◆ Exercise passage ◆
________________________

Unraveling the kinetics of the ring launching solar cell

Harnessing solar energy under diffuse light conditions is a challenge that can be addressed with molecular based devices, such as dye-sensitized solar cells (DSSCs). Efficiencies of p-type DSSCs remain low due to fast electron–hole recombination at the dye–semiconductor interface. Recently, I reported a supramolecular strategy to reconcile this recombination issue, using a pseudorotaxane-based DSSC featuring a photoswitchable redox mediator. Pseudorotaxane-based DSSCs demonstrate an improved power conversion efficiency (PCE) compared to DSSCs lacking a photoswitchable component, attributed to the preorganization of dye and redox mediator through pseudorotaxane formation. We surmise that after photoinduced electron transfer from dye-to-ring, the reduced ring launches away from the semiconductor–dye interface, reducing back electron transfer (i.e. recombination) by increasing the electron–hole separation distance. There are very few facilities in the world that can measure such systems and quantification of the kinetics of this system is of critical importance understand this ring launching concept. The goal of this visit is to investigate the electron transfer kinetics in pseudorotaxane- based DSSCs by time-resolved infrared spectroscopy (TR–IR) at nanosecond (ns) and picosecond timescales (ps) with this technique pioneered by Gibson and Towrie. Time resolved spectrophotometric measurements of optoelectronic devices like DSSCs featuring several interfaces are extremely challenging. The unique expertise and infrastructure of the Gibson and Towrie labs on TR spectroscopy of related NiO-dye systems are critical in achieving my greater research goals in fully understanding charge transfer within the pseudorotaxane-DSSC.

________________________

◆ Dataset section ◆
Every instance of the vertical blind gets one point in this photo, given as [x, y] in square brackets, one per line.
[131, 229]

________________________

◆ Exercises to complete ◆
A. Answer each question from the passage on the ring launching solar cell.
(i) What causes the low efficiencies of p-type DSSCs?
(ii) To what is the improved power conversion efficiency of pseudorotaxane-based DSSCs attributed?
(iii) Which technique, at which two timescales, will the visit use to investigate the electron transfer kinetics?
B. List every abbreviation that the passage on the ring launching solar cell introduces in parentheses, each with the term it stands for.

◆ Replies ◆
A.
(i) Fast electron–hole recombination at the dye–semiconductor interface.
(ii) The preorganization of dye and redox mediator through pseudorotaxane formation.
(iii) Time-resolved infrared spectroscopy (TR–IR), at nanosecond (ns) and picosecond (ps) timescales.

B.
DSSCs: dye-sensitized solar cells
PCE: power conversion efficiency
TR–IR: time-resolved infrared spectroscopy
ns: nanosecond
ps: picosecond